The task:
Render every line of the data below as a numbered list, dropping any blank lines and leaving the pictures out of your answer.

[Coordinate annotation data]
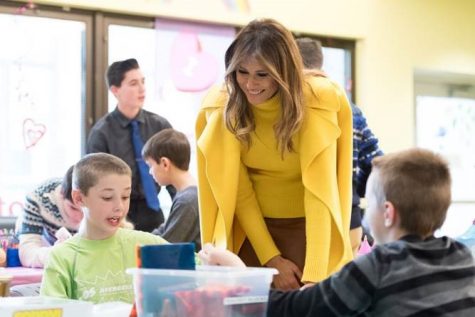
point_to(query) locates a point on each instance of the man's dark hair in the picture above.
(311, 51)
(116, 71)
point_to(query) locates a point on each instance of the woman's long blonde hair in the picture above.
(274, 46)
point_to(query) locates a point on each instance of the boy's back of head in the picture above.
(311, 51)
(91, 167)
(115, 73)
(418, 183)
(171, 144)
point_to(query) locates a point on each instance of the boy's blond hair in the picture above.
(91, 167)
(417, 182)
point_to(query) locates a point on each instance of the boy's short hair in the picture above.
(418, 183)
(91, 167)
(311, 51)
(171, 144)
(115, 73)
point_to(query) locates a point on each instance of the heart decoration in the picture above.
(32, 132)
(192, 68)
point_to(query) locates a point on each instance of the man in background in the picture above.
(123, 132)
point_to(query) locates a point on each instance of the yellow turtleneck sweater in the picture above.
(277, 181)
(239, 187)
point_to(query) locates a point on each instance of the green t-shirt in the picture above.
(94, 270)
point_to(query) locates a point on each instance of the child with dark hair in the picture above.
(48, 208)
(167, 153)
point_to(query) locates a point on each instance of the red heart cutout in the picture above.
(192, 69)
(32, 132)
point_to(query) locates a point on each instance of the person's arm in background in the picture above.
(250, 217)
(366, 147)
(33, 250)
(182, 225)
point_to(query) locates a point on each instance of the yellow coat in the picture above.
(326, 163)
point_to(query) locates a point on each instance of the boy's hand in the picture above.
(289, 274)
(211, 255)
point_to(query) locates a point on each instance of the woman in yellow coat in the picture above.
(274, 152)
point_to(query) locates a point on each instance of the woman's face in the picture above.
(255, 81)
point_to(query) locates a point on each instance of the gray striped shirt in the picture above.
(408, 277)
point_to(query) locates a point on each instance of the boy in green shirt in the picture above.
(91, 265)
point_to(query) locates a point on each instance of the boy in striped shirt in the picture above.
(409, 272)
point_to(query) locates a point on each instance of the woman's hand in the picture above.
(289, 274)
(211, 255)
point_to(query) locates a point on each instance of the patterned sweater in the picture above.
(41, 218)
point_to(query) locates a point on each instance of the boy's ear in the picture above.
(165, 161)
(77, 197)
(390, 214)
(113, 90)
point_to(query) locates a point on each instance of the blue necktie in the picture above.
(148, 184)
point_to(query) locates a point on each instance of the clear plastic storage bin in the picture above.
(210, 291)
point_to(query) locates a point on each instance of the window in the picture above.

Solution to this task:
1. point_to(query) locates a point on each instance of the man's dark hair in the picture above.
2. (311, 51)
3. (116, 71)
4. point_to(query) locates a point on each instance of the woman's long blonde hair in the picture above.
5. (274, 46)
6. point_to(query) locates a point on each instance of the boy's back of head in the picture above.
7. (311, 51)
8. (91, 167)
9. (115, 73)
10. (418, 183)
11. (171, 144)
12. point_to(query) locates a point on each instance of the boy's blond hair in the picture above.
13. (91, 167)
14. (417, 182)
15. point_to(query) locates a point on each instance of the boy's short hair in the picture above.
16. (418, 183)
17. (91, 167)
18. (311, 51)
19. (171, 144)
20. (115, 73)
21. point_to(query) locates a point on each instance of the heart decoration in the picture above.
22. (32, 132)
23. (192, 68)
24. point_to(query) locates a point on each instance of the man in background in the picture above.
25. (123, 132)
26. point_to(query) locates a point on each instance of the yellow turtleneck sweater in the picture above.
27. (277, 181)
28. (239, 187)
29. point_to(query) locates a point on each instance of the green t-shirt in the picture above.
30. (94, 270)
31. point_to(query) locates a point on each instance of the child with dark hair in the picture above.
32. (48, 208)
33. (167, 153)
34. point_to(query) locates a point on each instance of the red heart cutout in the picture above.
35. (192, 69)
36. (32, 132)
37. point_to(query) locates a point on each instance of the person's arm in background in the picture above.
38. (250, 217)
39. (366, 147)
40. (33, 250)
41. (182, 225)
42. point_to(query) locates a point on each instance of the yellow coat in the picture above.
43. (326, 163)
44. point_to(query) locates a point on each instance of the boy's hand in the picture above.
45. (289, 274)
46. (211, 255)
47. point_to(query) locates a point on each instance of the woman in yellow coat in the picture above.
48. (274, 152)
49. point_to(query) locates a point on each instance of the woman's face in the picture above.
50. (255, 81)
51. point_to(query) locates a point on each instance of the gray striped shirt in the picture above.
52. (408, 277)
53. point_to(query) locates a point on each instance of the boy in green shirt in the picture above.
54. (91, 265)
55. point_to(query) locates a point on each instance of the boy in striped shirt in the picture above.
56. (409, 272)
57. point_to(query) locates a point on each instance of the woman's hand in the picture above.
58. (289, 274)
59. (211, 255)
60. point_to(query) locates a point on each instance of the patterned sweater in the picture above.
61. (41, 218)
62. point_to(query) locates a point on each instance of the boy's ear in the picture above.
63. (165, 161)
64. (77, 197)
65. (390, 214)
66. (113, 90)
67. point_to(query) locates a point on each instance of the blue necktie in the picture above.
68. (148, 184)
69. point_to(query) locates a point on each instance of the clear plastic storage bin in the picture above.
70. (210, 291)
71. point_to(query) locates a point on each instance of the window in the picture above.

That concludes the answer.